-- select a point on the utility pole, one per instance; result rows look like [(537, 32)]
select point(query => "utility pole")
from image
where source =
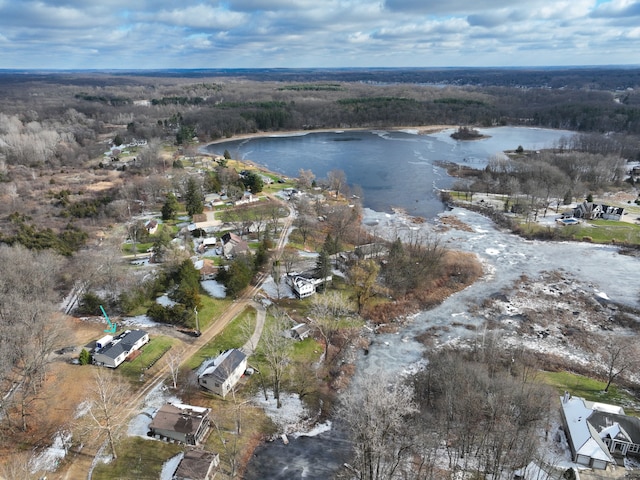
[(195, 310)]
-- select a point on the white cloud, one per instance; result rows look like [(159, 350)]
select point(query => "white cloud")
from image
[(287, 33)]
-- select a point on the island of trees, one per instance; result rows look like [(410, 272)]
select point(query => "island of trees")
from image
[(107, 202)]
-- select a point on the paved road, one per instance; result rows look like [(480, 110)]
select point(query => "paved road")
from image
[(79, 470)]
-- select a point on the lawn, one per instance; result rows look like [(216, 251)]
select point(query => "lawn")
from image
[(590, 389), (138, 459), (211, 309), (233, 336), (151, 353)]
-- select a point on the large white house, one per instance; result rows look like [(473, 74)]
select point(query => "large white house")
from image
[(224, 373), (117, 350), (179, 422), (598, 432)]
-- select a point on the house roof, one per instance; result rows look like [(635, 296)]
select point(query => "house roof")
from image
[(616, 425), (195, 464), (179, 418), (123, 343), (301, 329), (224, 365), (584, 436)]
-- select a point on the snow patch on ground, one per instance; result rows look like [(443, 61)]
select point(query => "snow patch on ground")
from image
[(139, 424), (292, 418), (213, 288), (139, 321), (49, 459), (170, 466), (271, 290), (165, 301)]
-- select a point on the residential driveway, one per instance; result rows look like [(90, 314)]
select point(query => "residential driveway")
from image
[(261, 313)]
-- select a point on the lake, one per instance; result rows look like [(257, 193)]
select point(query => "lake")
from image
[(394, 169)]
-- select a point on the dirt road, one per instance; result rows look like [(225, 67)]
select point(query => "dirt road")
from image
[(80, 468)]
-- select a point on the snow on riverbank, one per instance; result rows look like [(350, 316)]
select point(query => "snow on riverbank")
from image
[(293, 418), (50, 457), (139, 424)]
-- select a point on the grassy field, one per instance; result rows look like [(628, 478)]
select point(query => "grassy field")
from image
[(590, 389), (211, 309), (233, 336), (151, 352), (138, 459)]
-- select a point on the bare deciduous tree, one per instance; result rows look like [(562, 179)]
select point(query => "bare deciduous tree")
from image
[(106, 399), (276, 350), (325, 314), (375, 410)]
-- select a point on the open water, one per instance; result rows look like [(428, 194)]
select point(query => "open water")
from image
[(397, 169), (393, 168)]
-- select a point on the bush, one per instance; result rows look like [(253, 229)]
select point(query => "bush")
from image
[(84, 358)]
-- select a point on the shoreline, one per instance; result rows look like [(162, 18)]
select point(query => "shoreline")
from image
[(420, 130)]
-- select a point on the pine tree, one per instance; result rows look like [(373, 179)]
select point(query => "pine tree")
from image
[(193, 198)]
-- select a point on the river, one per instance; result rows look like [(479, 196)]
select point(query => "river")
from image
[(390, 179), (393, 168)]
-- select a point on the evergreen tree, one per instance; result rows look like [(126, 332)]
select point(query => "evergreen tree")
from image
[(84, 358), (253, 182), (323, 264), (193, 198), (170, 207)]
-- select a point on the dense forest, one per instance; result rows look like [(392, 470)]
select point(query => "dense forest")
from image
[(84, 156)]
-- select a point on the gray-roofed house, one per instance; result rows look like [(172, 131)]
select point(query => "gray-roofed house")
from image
[(300, 331), (233, 245), (224, 373), (180, 423), (197, 465), (599, 433), (117, 350)]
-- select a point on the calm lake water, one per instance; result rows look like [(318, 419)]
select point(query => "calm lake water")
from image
[(397, 169), (393, 168)]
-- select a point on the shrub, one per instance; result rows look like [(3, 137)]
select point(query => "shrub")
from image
[(84, 358)]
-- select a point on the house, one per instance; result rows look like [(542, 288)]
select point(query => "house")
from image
[(233, 245), (300, 331), (224, 373), (611, 213), (247, 197), (591, 211), (371, 250), (304, 285), (116, 351), (587, 210), (598, 432), (151, 226), (182, 423), (197, 465)]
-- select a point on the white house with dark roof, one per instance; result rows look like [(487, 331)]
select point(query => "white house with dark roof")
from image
[(119, 348), (197, 465), (181, 423), (598, 432), (224, 373)]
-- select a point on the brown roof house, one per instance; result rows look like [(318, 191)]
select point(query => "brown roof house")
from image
[(111, 352), (599, 434), (224, 373), (233, 245), (197, 465), (176, 422)]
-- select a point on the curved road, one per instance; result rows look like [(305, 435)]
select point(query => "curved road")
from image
[(132, 406)]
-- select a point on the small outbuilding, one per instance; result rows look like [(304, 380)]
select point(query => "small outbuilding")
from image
[(224, 373), (300, 331), (177, 422), (197, 465), (112, 353)]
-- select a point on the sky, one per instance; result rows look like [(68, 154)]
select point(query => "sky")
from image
[(151, 34)]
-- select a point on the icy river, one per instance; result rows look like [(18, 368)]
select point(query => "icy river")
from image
[(506, 258)]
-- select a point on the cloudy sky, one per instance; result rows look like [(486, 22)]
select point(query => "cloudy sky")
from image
[(316, 33)]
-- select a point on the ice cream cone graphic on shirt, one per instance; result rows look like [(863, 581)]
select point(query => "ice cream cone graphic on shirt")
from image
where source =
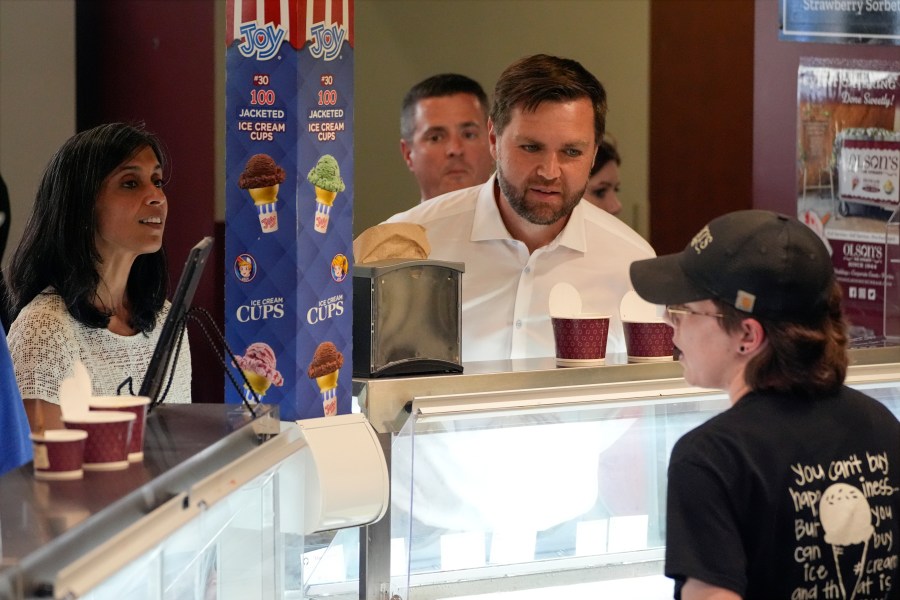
[(261, 178), (258, 366), (326, 178), (324, 368), (847, 521)]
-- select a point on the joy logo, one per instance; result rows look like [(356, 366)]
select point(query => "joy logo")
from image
[(263, 41), (327, 43)]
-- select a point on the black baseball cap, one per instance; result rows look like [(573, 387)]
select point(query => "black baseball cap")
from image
[(758, 261)]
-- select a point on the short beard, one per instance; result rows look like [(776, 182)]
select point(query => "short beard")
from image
[(516, 198)]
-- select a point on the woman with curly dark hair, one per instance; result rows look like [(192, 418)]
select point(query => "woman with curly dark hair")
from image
[(88, 280)]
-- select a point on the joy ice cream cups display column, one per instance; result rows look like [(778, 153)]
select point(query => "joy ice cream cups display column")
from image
[(580, 340), (324, 368), (261, 178), (258, 365), (326, 178), (136, 405), (58, 454), (109, 436)]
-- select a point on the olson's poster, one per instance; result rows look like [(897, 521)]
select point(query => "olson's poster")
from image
[(848, 184)]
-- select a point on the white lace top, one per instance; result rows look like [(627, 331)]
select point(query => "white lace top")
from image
[(45, 341)]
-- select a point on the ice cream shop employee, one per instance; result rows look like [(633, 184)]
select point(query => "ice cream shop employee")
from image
[(794, 491), (526, 229), (88, 280)]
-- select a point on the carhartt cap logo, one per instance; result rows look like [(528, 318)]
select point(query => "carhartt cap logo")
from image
[(701, 240), (744, 301)]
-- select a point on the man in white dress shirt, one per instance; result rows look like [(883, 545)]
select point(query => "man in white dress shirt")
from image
[(526, 229)]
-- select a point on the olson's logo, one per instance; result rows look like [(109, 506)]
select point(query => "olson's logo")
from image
[(327, 42), (264, 41)]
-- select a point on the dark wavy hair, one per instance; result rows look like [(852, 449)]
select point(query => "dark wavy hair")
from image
[(606, 151), (437, 86), (806, 358), (533, 80), (57, 248)]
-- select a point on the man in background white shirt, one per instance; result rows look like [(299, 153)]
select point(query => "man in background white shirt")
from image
[(443, 134)]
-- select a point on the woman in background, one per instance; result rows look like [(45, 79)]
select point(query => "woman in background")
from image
[(603, 186), (88, 280)]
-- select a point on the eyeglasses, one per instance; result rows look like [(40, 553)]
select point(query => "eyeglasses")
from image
[(677, 312)]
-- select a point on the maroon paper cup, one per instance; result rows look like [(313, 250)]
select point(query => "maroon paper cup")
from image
[(580, 341), (648, 342), (109, 434), (132, 404), (58, 454)]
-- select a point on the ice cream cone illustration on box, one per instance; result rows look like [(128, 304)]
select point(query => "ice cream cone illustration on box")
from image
[(326, 177), (326, 363), (261, 177), (258, 365)]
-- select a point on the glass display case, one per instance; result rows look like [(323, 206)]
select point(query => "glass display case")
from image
[(542, 482)]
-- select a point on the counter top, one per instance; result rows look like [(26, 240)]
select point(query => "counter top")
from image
[(385, 401), (45, 525)]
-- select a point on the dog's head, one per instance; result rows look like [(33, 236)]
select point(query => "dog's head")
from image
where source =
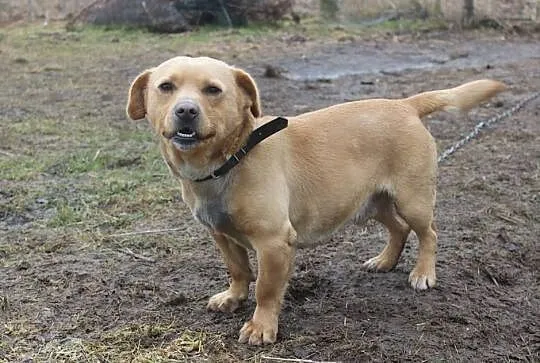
[(195, 103)]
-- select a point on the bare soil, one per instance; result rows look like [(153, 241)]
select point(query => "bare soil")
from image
[(76, 174)]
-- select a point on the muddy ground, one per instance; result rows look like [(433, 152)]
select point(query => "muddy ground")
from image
[(76, 175)]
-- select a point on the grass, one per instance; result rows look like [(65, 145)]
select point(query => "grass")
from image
[(134, 343)]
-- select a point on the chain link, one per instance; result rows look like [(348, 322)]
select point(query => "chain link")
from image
[(483, 124)]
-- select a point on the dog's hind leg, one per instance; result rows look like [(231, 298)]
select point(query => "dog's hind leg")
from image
[(415, 206), (237, 261), (398, 231)]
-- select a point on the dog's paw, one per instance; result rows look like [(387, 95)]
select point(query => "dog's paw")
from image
[(225, 301), (257, 333), (379, 263), (422, 279)]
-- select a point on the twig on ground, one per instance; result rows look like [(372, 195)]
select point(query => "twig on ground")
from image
[(293, 360), (136, 255), (154, 231), (6, 153)]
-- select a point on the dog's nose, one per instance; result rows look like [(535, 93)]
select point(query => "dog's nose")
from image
[(186, 111)]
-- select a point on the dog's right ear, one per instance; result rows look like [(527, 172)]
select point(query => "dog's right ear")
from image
[(247, 83), (136, 107)]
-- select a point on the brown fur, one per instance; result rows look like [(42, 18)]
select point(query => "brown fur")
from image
[(364, 159)]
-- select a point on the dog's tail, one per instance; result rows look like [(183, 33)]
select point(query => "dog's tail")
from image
[(460, 98)]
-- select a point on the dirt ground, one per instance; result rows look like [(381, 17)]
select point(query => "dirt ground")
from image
[(81, 281)]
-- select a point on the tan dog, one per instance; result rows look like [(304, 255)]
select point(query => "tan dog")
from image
[(365, 159)]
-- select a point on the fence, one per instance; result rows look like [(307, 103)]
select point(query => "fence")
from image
[(344, 10)]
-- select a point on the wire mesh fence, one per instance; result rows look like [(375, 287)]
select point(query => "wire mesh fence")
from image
[(337, 10)]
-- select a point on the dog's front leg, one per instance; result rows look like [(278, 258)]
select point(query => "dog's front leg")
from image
[(237, 261), (275, 257)]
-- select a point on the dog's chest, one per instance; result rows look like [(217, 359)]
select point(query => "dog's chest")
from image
[(213, 214)]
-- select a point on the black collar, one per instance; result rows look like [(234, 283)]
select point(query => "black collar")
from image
[(258, 135)]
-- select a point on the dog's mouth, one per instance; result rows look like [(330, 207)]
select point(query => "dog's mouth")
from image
[(186, 138)]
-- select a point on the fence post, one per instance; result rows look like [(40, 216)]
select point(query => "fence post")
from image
[(468, 13), (30, 11)]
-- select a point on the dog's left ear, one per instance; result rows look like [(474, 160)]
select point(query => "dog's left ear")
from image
[(247, 83), (136, 107)]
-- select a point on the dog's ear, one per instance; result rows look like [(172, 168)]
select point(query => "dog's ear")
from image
[(136, 107), (247, 83)]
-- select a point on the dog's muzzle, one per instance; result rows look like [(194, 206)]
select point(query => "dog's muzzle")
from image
[(185, 119)]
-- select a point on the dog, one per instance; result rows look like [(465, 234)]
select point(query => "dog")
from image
[(368, 159)]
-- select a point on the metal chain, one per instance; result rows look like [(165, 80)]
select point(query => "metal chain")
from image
[(483, 124)]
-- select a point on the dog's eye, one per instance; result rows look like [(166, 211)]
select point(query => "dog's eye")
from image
[(166, 87), (212, 90)]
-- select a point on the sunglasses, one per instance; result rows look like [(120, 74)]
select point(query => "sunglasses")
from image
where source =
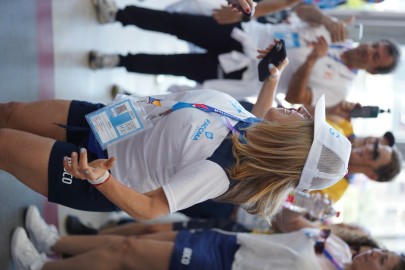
[(320, 243), (376, 150)]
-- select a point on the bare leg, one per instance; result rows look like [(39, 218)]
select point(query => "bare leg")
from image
[(122, 253), (74, 245), (36, 117), (137, 229), (26, 155)]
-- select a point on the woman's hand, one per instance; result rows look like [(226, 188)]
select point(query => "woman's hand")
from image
[(274, 71), (81, 169), (227, 15), (319, 48)]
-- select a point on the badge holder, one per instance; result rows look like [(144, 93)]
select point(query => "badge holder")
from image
[(118, 121)]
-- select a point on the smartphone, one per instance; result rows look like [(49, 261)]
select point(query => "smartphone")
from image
[(365, 111), (275, 56), (236, 4)]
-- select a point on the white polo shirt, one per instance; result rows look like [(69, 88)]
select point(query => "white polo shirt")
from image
[(173, 154)]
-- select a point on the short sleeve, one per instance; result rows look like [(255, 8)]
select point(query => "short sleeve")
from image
[(196, 183)]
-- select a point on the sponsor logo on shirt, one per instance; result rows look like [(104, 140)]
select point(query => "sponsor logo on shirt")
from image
[(209, 135), (186, 257), (236, 106), (200, 130)]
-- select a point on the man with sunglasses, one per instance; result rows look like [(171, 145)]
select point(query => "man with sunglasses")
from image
[(375, 157)]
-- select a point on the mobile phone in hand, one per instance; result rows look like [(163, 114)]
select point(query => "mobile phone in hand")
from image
[(275, 56), (365, 111)]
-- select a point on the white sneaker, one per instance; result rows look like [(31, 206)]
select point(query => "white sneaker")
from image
[(43, 236), (106, 10), (101, 60), (24, 254)]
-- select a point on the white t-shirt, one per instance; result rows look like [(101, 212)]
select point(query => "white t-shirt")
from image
[(329, 76), (292, 251), (173, 153)]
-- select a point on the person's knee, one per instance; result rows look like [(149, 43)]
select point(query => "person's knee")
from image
[(6, 111)]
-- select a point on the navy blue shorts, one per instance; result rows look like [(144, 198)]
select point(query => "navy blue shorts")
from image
[(203, 250), (62, 187)]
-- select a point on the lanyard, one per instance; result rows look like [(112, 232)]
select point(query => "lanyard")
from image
[(174, 106)]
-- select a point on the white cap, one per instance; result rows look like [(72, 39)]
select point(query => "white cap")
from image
[(328, 156)]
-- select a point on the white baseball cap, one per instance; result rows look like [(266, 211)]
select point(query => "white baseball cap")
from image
[(328, 156)]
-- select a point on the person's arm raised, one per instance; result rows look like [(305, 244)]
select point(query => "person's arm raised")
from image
[(315, 16), (289, 221), (298, 90), (139, 205), (228, 15), (266, 96)]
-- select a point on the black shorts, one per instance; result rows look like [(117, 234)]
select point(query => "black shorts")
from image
[(62, 187), (203, 250)]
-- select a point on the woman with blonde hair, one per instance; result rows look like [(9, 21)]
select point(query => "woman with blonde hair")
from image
[(193, 152)]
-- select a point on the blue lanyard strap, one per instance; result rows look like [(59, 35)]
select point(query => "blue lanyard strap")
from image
[(208, 109)]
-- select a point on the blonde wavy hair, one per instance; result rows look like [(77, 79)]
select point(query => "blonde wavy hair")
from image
[(268, 166)]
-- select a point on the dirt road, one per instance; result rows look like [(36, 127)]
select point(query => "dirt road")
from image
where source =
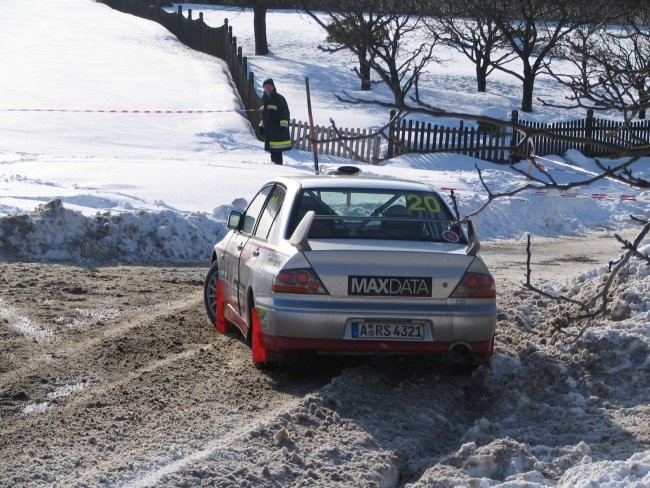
[(112, 376)]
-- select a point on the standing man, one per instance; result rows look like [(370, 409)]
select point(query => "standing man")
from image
[(274, 124)]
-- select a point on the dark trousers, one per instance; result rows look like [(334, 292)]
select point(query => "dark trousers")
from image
[(276, 157)]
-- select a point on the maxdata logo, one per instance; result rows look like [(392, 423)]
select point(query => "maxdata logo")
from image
[(388, 286)]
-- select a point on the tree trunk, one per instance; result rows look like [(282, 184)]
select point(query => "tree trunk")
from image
[(259, 28), (527, 97), (481, 78), (364, 73)]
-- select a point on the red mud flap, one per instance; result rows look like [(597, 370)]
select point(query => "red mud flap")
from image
[(261, 355), (220, 324)]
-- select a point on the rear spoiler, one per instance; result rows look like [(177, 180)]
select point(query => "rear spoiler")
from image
[(473, 245)]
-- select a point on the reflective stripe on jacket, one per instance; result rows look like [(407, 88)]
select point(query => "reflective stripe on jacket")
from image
[(275, 122)]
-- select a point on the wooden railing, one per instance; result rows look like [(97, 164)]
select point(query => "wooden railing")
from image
[(484, 142)]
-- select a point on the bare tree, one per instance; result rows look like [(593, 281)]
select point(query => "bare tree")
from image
[(467, 27), (532, 29), (611, 70), (396, 50), (359, 29), (260, 8)]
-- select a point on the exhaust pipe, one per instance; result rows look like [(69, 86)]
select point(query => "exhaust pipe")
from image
[(461, 353)]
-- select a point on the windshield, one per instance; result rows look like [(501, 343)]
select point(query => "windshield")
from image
[(377, 214)]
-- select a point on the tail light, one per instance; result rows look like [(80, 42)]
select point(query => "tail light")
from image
[(475, 285), (299, 280)]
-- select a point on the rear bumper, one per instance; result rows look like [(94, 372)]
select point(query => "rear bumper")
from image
[(277, 343), (301, 324)]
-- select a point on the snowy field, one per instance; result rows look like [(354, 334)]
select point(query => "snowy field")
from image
[(87, 176)]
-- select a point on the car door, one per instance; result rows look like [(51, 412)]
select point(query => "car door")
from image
[(236, 246), (257, 247)]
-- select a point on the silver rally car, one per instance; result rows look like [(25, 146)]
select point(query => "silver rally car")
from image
[(349, 264)]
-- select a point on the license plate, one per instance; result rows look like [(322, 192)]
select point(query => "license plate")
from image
[(394, 331)]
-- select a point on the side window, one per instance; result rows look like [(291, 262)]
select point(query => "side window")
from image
[(270, 212), (253, 211)]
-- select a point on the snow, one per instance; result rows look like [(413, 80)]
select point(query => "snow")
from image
[(86, 176)]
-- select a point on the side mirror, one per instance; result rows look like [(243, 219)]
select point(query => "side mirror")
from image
[(299, 237), (233, 219)]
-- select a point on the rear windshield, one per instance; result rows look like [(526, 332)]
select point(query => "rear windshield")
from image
[(377, 214)]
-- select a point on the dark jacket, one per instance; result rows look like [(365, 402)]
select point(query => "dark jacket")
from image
[(274, 124)]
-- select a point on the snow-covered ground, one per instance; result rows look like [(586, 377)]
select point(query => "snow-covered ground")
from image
[(118, 143)]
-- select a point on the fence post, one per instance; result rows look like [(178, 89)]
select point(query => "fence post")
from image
[(513, 135), (179, 17), (391, 134), (589, 132)]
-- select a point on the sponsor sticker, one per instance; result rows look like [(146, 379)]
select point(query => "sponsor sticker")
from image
[(390, 286)]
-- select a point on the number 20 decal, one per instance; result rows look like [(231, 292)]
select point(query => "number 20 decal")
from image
[(417, 203)]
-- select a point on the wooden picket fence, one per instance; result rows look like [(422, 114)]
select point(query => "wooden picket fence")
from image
[(404, 136), (501, 145), (355, 144)]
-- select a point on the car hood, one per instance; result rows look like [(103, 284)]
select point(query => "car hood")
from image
[(395, 270)]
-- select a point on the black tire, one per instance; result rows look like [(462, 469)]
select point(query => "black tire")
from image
[(210, 292)]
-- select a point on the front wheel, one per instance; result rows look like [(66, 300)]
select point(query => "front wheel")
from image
[(213, 299), (210, 292)]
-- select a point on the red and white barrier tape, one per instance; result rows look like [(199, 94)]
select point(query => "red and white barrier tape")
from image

What the exercise asks:
Could you reproduce everything in the listing from its first line down to the line containing "[(107, 202)]", both ends included, while leaving the pictures out?

Answer to the exercise:
-- select a point on the utility pole, one per instance; result rows look like [(537, 32)]
select point(query => "utility pole")
from image
where source =
[(195, 310)]
-- select a point on the white cloud, one per instance; result rows look like [(159, 350)]
select point(query => "white cloud")
from image
[(287, 33)]
-- select a point on the island of trees, one per instance; result rows look like [(410, 272)]
select point(query => "island of trees")
from image
[(107, 202)]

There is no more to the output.